- WHAT THE EXERCISE ASKS: In the records below, find every line that contains "bare" and list it.

- GIVEN RECORDS:

*-*-*

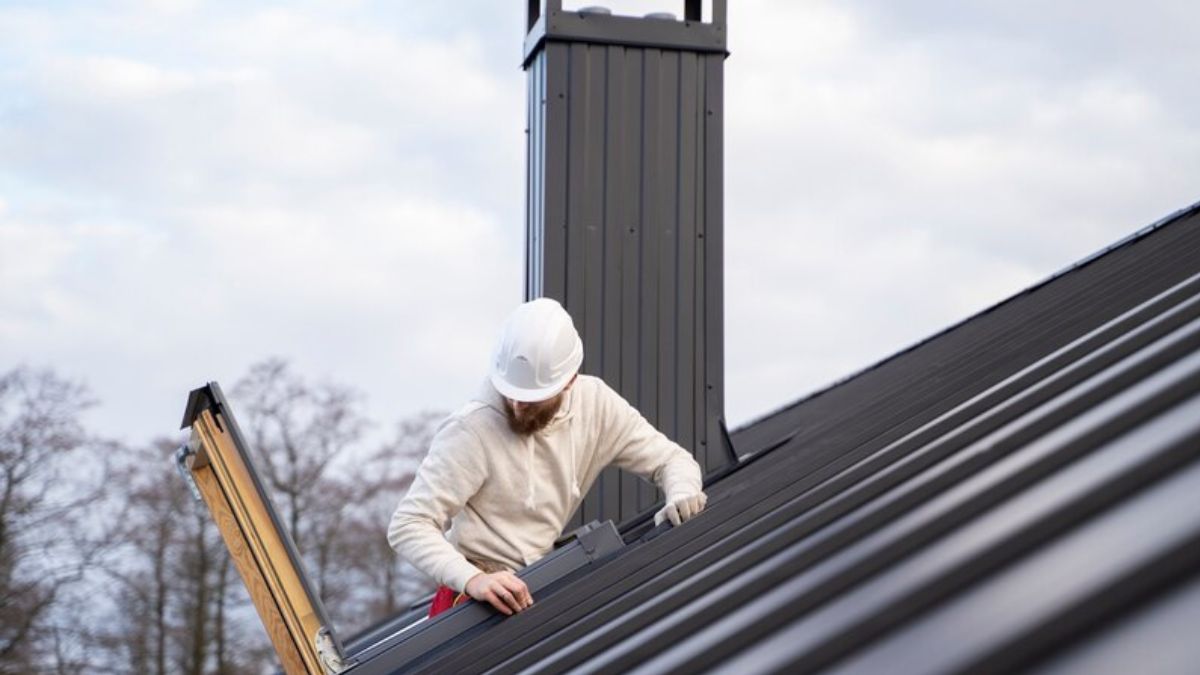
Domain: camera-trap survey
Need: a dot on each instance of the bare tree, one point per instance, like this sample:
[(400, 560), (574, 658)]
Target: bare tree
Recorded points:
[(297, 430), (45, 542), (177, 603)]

*-*-*

- EXPECTED ANSWER:
Need: a dot on each instance of the bare tree, one point per instance, like this sample:
Target: bare tree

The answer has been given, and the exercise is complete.